----- DATA SHOWN -----

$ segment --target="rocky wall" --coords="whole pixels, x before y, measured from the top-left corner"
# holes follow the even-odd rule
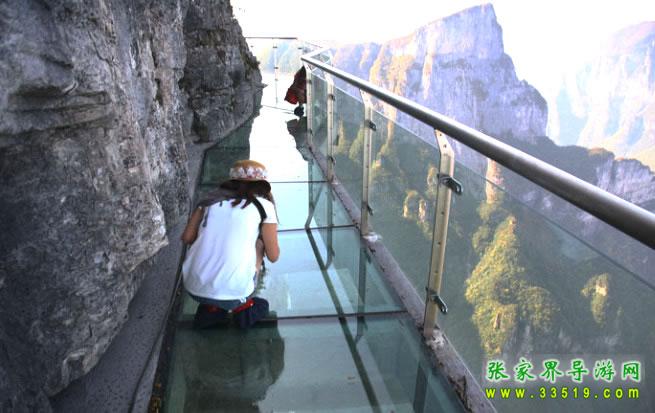
[[[253,100],[253,86],[261,84],[257,60],[228,0],[192,1],[184,36],[187,65],[181,84],[189,92],[192,129],[203,141],[216,140],[241,125],[257,106]]]
[[[0,2],[1,411],[48,411],[126,321],[140,264],[177,242],[167,230],[187,214],[198,140],[187,101],[214,138],[252,113],[256,63],[231,13],[209,0]],[[196,53],[186,42],[201,27],[213,48]]]

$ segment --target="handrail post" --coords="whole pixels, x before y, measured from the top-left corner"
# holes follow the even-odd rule
[[[446,258],[446,239],[448,235],[448,217],[450,215],[450,198],[452,189],[442,183],[442,177],[452,177],[455,172],[455,153],[446,136],[434,131],[439,145],[439,182],[437,183],[437,199],[434,211],[434,229],[432,231],[432,254],[430,256],[430,274],[428,276],[427,295],[425,298],[425,316],[423,318],[423,336],[431,338],[437,322],[437,311],[443,301],[441,280],[443,278],[444,260]],[[441,309],[445,312],[445,305]]]
[[[371,187],[371,141],[373,140],[373,102],[371,97],[362,92],[362,102],[364,103],[364,148],[362,154],[362,206],[360,218],[360,231],[363,236],[370,233],[369,214],[371,206],[369,205],[369,191]]]
[[[275,77],[275,105],[278,104],[277,86],[278,86],[278,73],[277,73],[277,42],[273,40],[273,76]]]
[[[336,97],[332,76],[326,74],[325,81],[327,82],[327,180],[332,182],[334,180],[334,102]]]
[[[307,63],[303,63],[305,66],[305,72],[307,76],[305,77],[305,91],[307,94],[307,99],[305,101],[305,106],[307,107],[307,144],[309,147],[314,147],[314,129],[313,129],[313,113],[314,113],[314,102],[312,102],[313,88],[314,88],[314,79],[312,69]]]

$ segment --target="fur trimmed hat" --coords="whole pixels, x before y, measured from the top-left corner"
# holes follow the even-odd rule
[[[236,161],[230,168],[230,179],[239,181],[265,181],[268,178],[266,167],[250,159]]]

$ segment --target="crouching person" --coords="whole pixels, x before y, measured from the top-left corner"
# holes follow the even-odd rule
[[[200,304],[194,326],[232,318],[242,328],[268,314],[268,302],[253,297],[263,257],[277,261],[277,214],[264,165],[237,161],[230,180],[201,201],[182,234],[190,244],[182,266],[184,287]]]

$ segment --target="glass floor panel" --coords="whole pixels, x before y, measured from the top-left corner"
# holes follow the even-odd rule
[[[205,154],[200,184],[216,185],[230,179],[230,167],[240,159],[253,159],[263,163],[268,170],[269,182],[324,181],[315,161],[303,159],[295,147],[295,154],[289,152],[274,148],[253,150],[247,147],[214,146]]]
[[[293,108],[290,106],[291,111]],[[262,107],[258,116],[218,141],[217,145],[224,148],[284,148],[295,151],[297,142],[289,134],[289,128],[297,127],[300,121],[291,111]]]
[[[407,316],[180,329],[166,412],[462,411]]]
[[[328,249],[330,238],[333,247]],[[269,318],[404,311],[360,250],[357,230],[313,230],[311,238],[305,231],[290,231],[281,233],[279,240],[280,259],[266,264],[256,291],[270,304]],[[333,251],[329,258],[328,250]],[[192,319],[196,307],[186,296],[180,319]]]
[[[300,66],[298,67],[300,69]],[[277,80],[274,73],[262,72],[262,83],[266,84],[264,95],[262,96],[262,106],[275,107],[283,111],[293,113],[296,105],[284,100],[287,89],[293,83],[294,73],[278,73]]]
[[[239,159],[266,165],[269,182],[322,181],[320,168],[306,148],[306,119],[278,109],[261,108],[259,116],[246,122],[205,152],[201,184],[217,184],[229,177],[229,168]]]
[[[277,206],[278,230],[303,229],[309,217],[310,205],[314,213],[309,228],[352,225],[352,220],[325,182],[272,183]],[[198,187],[198,200],[204,199],[216,185]],[[309,194],[312,194],[312,198]],[[331,220],[328,219],[331,216]]]

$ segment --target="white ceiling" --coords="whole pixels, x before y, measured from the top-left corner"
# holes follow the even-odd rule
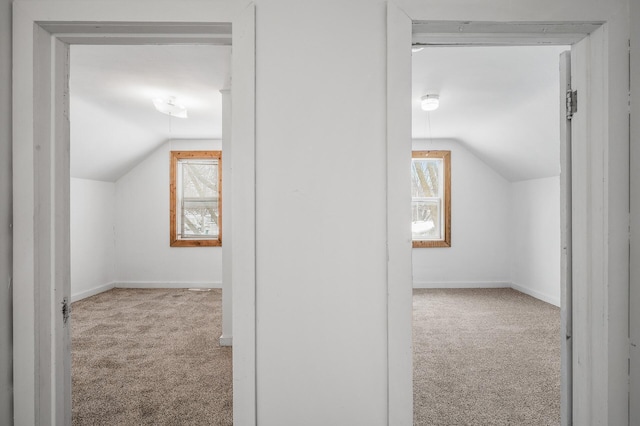
[[[413,137],[454,139],[510,181],[557,176],[567,46],[426,47],[413,54]],[[420,98],[440,95],[427,113]]]
[[[219,139],[230,55],[230,46],[72,45],[71,176],[115,181],[169,139]],[[168,96],[189,118],[154,109]]]
[[[413,137],[453,139],[510,181],[559,173],[558,56],[568,47],[413,54]],[[71,47],[71,175],[115,181],[169,139],[219,139],[230,46]],[[420,97],[440,95],[426,113]],[[157,112],[175,96],[189,118]]]

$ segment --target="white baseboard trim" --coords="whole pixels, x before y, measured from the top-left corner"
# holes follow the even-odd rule
[[[78,300],[86,299],[87,297],[95,296],[96,294],[104,293],[105,291],[109,291],[115,287],[114,282],[101,285],[98,287],[91,288],[89,290],[84,290],[79,293],[75,293],[71,295],[71,303],[77,302]]]
[[[415,281],[413,288],[511,288],[506,281]]]
[[[220,336],[220,346],[233,346],[233,337],[224,334]]]
[[[540,293],[536,290],[531,290],[530,288],[520,286],[518,284],[511,284],[511,288],[519,291],[520,293],[528,294],[531,297],[535,297],[536,299],[542,300],[543,302],[550,303],[554,306],[560,307],[560,299],[556,297],[549,296],[548,294]]]
[[[116,288],[222,288],[220,281],[122,281]]]

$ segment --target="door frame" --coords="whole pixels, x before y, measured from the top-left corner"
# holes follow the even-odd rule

-----

GOAL OF THE EXERCISE: From the first line to the last, copy the records exactly and skip the pictures.

REPLY TO THE EXERCISE:
$ segment --target="rocky wall" --coords="whole pixels, x before y, measured from the top-left corner"
# holes follow the even-odd rule
[[[253,100],[253,86],[261,84],[257,60],[228,0],[192,1],[184,36],[187,65],[181,84],[189,92],[192,129],[203,141],[216,140],[241,125],[257,106]]]
[[[0,2],[1,411],[48,411],[126,321],[140,264],[177,242],[167,230],[187,214],[198,140],[187,101],[214,138],[252,113],[256,63],[231,13],[209,0]],[[196,53],[186,42],[201,27],[213,48]]]

$ segment --target="handrail post" --coords="whole pixels, x before y, measured from the top-left corner"
# holes follow the even-odd rule
[[[446,258],[446,239],[448,235],[448,217],[450,215],[450,198],[452,189],[442,183],[442,177],[452,177],[455,172],[455,153],[446,136],[434,131],[439,145],[439,182],[437,183],[437,199],[434,211],[434,229],[432,231],[432,254],[430,256],[430,274],[428,276],[427,295],[425,298],[425,316],[423,318],[423,336],[431,338],[437,322],[437,311],[443,301],[441,280],[443,278],[444,260]],[[441,309],[445,312],[445,305]]]
[[[371,187],[371,141],[373,140],[373,102],[371,97],[362,92],[362,102],[364,103],[364,148],[362,154],[362,206],[360,218],[360,231],[363,236],[370,233],[369,214],[371,206],[369,205],[369,191]]]
[[[275,77],[275,105],[278,104],[277,86],[278,86],[278,73],[277,73],[277,42],[273,40],[273,76]]]
[[[336,97],[332,76],[326,74],[325,81],[327,82],[327,180],[332,182],[334,180],[334,102]]]
[[[307,63],[303,63],[305,66],[305,72],[307,76],[305,77],[305,91],[307,94],[307,99],[305,101],[305,106],[307,107],[307,144],[309,147],[314,147],[314,129],[313,129],[313,113],[314,113],[314,102],[312,102],[313,88],[314,88],[314,79],[312,69]]]

$ segment --target="fur trimmed hat" --coords="whole pixels, x before y, measured from the top-left corner"
# holes follow the even-odd rule
[[[236,161],[230,168],[230,179],[239,181],[265,181],[268,178],[266,167],[250,159]]]

$ segment --target="crouching person" --coords="whole pixels, x before y, measured from the top-left corner"
# holes follow the even-odd rule
[[[200,304],[194,326],[232,318],[242,328],[268,314],[268,302],[253,297],[263,257],[277,261],[277,214],[264,165],[237,161],[230,180],[201,201],[182,234],[190,244],[182,266],[184,287]]]

$ segment --target="glass floor panel" --coords="whole pixels, x before y, measured from the top-left corner"
# holes follow the even-odd rule
[[[205,154],[200,184],[216,185],[230,179],[230,167],[240,159],[253,159],[263,163],[268,170],[269,182],[324,181],[315,161],[303,159],[295,147],[295,154],[289,152],[274,148],[253,150],[247,147],[214,146]]]
[[[293,108],[290,106],[291,111]],[[262,107],[258,116],[218,141],[217,145],[224,148],[284,148],[295,151],[297,142],[289,134],[289,128],[297,127],[300,121],[291,111]]]
[[[407,316],[180,329],[166,412],[462,411]]]
[[[328,249],[330,238],[333,247]],[[269,318],[404,311],[360,250],[357,230],[313,230],[311,238],[305,231],[290,231],[281,233],[279,240],[280,259],[266,264],[256,291],[270,304]],[[333,251],[329,258],[328,250]],[[192,319],[196,307],[186,296],[180,319]]]
[[[300,66],[298,67],[300,69]],[[277,80],[274,73],[262,72],[262,83],[266,84],[264,95],[262,96],[262,106],[275,107],[283,111],[293,113],[296,105],[284,100],[287,89],[293,83],[294,73],[278,73]]]
[[[239,159],[266,165],[269,182],[322,181],[320,168],[306,148],[306,119],[278,109],[261,108],[259,116],[246,122],[205,152],[201,184],[217,184],[229,177],[229,168]]]
[[[277,206],[278,230],[303,229],[309,217],[310,205],[314,213],[309,228],[352,225],[352,220],[325,182],[272,183]],[[198,187],[198,200],[204,199],[216,185]],[[309,194],[312,194],[312,198]],[[331,220],[328,219],[331,216]]]

$ segment --target="white ceiling" --coords="whole pixels, x before y, measured from the top-left corner"
# holes follow the even-odd rule
[[[413,137],[454,139],[510,181],[557,176],[567,46],[426,47],[413,54]],[[420,98],[440,95],[427,113]]]
[[[219,139],[230,55],[230,46],[72,45],[71,176],[115,181],[169,139]],[[168,96],[189,118],[154,109]]]
[[[413,137],[453,139],[510,181],[559,173],[558,56],[568,47],[413,54]],[[71,47],[71,175],[115,181],[169,139],[219,139],[230,46]],[[420,97],[440,95],[426,113]],[[157,112],[175,96],[189,118]]]

$ segment --target="white baseboard trim" --coords="whole pixels, x before y, measured from the top-left corner"
# holes follow the even-odd rule
[[[78,300],[86,299],[87,297],[95,296],[96,294],[104,293],[105,291],[109,291],[115,287],[114,282],[101,285],[98,287],[91,288],[89,290],[84,290],[79,293],[75,293],[71,295],[71,303],[77,302]]]
[[[415,281],[413,288],[511,288],[506,281]]]
[[[220,336],[220,346],[233,346],[233,337],[224,334]]]
[[[540,293],[536,290],[531,290],[530,288],[520,286],[518,284],[511,284],[511,288],[519,291],[520,293],[528,294],[531,297],[535,297],[536,299],[542,300],[543,302],[550,303],[554,306],[560,307],[560,299],[556,297],[549,296],[548,294]]]
[[[116,288],[222,288],[220,281],[122,281]]]

$ segment --target="door frame" --coords="whole pixels, x before y, measured from the top-left corner"
# holes follow the even-odd rule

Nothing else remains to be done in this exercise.